取り組む課題.
• 1. オーディオ再生についての文章を二文で要約してください。
• 2. オーディオ再生についての文章を、最後の文の後から書き進めてください。

*** 提示された文章

また、しばらくたてば、スピーカーは、アクースタットのモデル6より、アポジーの方がいいのではないか、と考えたりしないともかぎらないので、ことばのいきおいで、究極のコンポーネントなどといってしまうと、後で後悔するのはわかっていた。にもかかわらず、ぼくはソニーのCDP-R1+DAS-R1~チェロのアンコール~チェロのパフォーマンス~アクースタットのモデル6できいた「夢のあと~ヴィルトゥオーゾ・チェロ/ウェルナー・トーマス」に、夢見心地になり、そのように考えないではいられなかった。
ぼくのオーディオ経験はごくかぎられたものでしかないので、このようなことをいっても、ほとんどなんの意味もないのであるが、ソニーのCDP-R1+DAS-R1~チェロのアンコール~チェロのパフォーマンス~アクースタットのモデル6できいた音は、ぼくがこれまでに再生装置できいた最高の音であった。響きは、かぎりなく透明であったにもかかわらず、充分に暖かく、非人間的な感じからは遠かった。
静けさの表現がいい、などといういい方は、オーディオ機器のきかせる音をいうためのことばとして、いくぶんひとりよがりではあるが、そのときの音に感じたのは、そういうことであった。すべての音は、楽音が楽音たりうるための充分な力をそなえながら、しかし、静かに響いた。過度な強調も、暑苦しい押しつけがましさも、そこにはまったくなかった。
ぼくは、気にいりのディスクをとっかえひっかえかけては、そのたびに驚嘆に声をあげないではいられなかった。そうか、ここではこういう音の動きがあったのか、と思い、この楽器はこんな表情でうたっていたのか、と考えながら、それまでそのディスクからききとれなかったもののあまりの多さに驚かないではいられなかった。誤解のないようにつけくわえておくが、ぼくは、ソニーのCDP-R1+DAS-R1~チェロのアンコール~チェロのパフォーマンス~アクースタットのモデル6のきかせる音にふれて、そこできけた楽器や人声の描写力に驚いたのではなく、そこで奏でられている音楽を表現する力に驚いたのである。

******
*** 提供データ

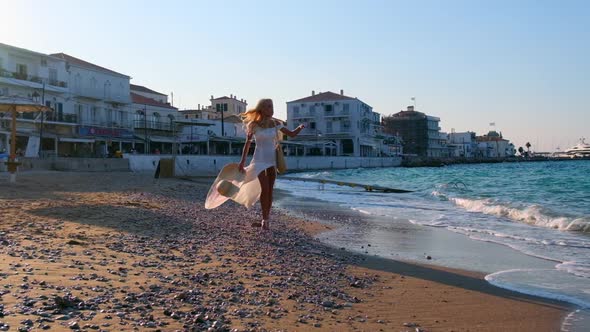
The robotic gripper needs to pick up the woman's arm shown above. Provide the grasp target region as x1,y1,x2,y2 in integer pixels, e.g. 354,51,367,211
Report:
281,124,305,137
239,123,254,173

******

回答.
• 1. 筆者は、ソニーのCDP-R1+DAS-R1、チェロのアンコールとパフォーマンス、アクースタットのモデル6の組み合わせできいた音を、これまで再生装置できいた最高の音だと述べ、その響きは透明でありながら暖かく、過度な強調もなく静かに響いたという。気にいりのディスクを次々にかけて、それまできき取れなかったものの多さに驚いたが、驚いたのは楽器や人声の描写力ではなく、音楽を表現する力に対してだった。

• 2.
したがって、そこでのぼくの驚きは、オーディオの、微妙で、しかも根源的な、だからこそ興味深い本質にかかわっていたかもしれなかった。オーディオ機器は、多分、自己の存在を希薄にすればするほど音楽を表現する力をましていくというところでなりたっている。スピーカーが、あるいはアンプが、どうだ、他の音をきいてみろ、と主張するかぎり、音楽はききてから遠のく。つまり、ぼくは、ソニーのCDP-R1+DAS-R1~チェロのアンコール~チェロのパフォーマンス~アクースタットのモデル6のきかせる音をきいて感動しながら、そこでオーディオ機器として機能していたプレーヤーやアンプやスピーカーのことを、ほとんど忘れられた。そこに、このコンポーネントの凄さがあった。
こうなれば、もう、ひっこみがつかなかった。まんまと落とし穴に落ちたようで、癪にはさわったが、ここは、どうしたってM1に電話をかけずにいられなかった。目的は、あらためていうまでもないが、留守の間においていかれたソニーのCDP-R1+DAS-R1とチェロのアンコールを買いたい、というためであった。
「ソニーのCDP-R1+DAS-R1はともかく、チェロのアンコールはご注文には応じられませんね。」
M1は、とりつく島もない口調で、そういった。
M1の説明によると、チェロのアンコールの輸入元は、すでにかなりの注文をかかえていて、生産がまにあわないために、注文主に待ってもらっている状態だという。ぼくの部屋におかれてあったものは、輸入元の行為で短期間借りたものとのことであった。事実、ぼくがチェロのアンコールをきいたのは、ほんの一日だけであった。その翌日の朝、薄ら笑いをうかべたM1が現れ、いそいそとチェロのアンコールを持ち去った。
「いつ頃、手にはいるかな?」
M1を玄関までおくってでたぼくは、心ならずも、嘆願口調になって、そう尋ねないではいられなかった。
「かなり先になるんじゃないですか。」
必要最少限のことしかしゃべらないのがM1の流儀である。長いつきあいなので、その程度のことはわかっている。しかし、ここはやはり、なぐさめのことばのひとつもほしいところてあったが、M1は、余計なことはなにひとついわず、けたたましい騒音を発する車にのって帰っていった。
しかし、ソニーのCDP-R1+DAS-R1は、残った。プリアンプをマークレビンソンにもどし、またいろいろなディスクをきいてみた。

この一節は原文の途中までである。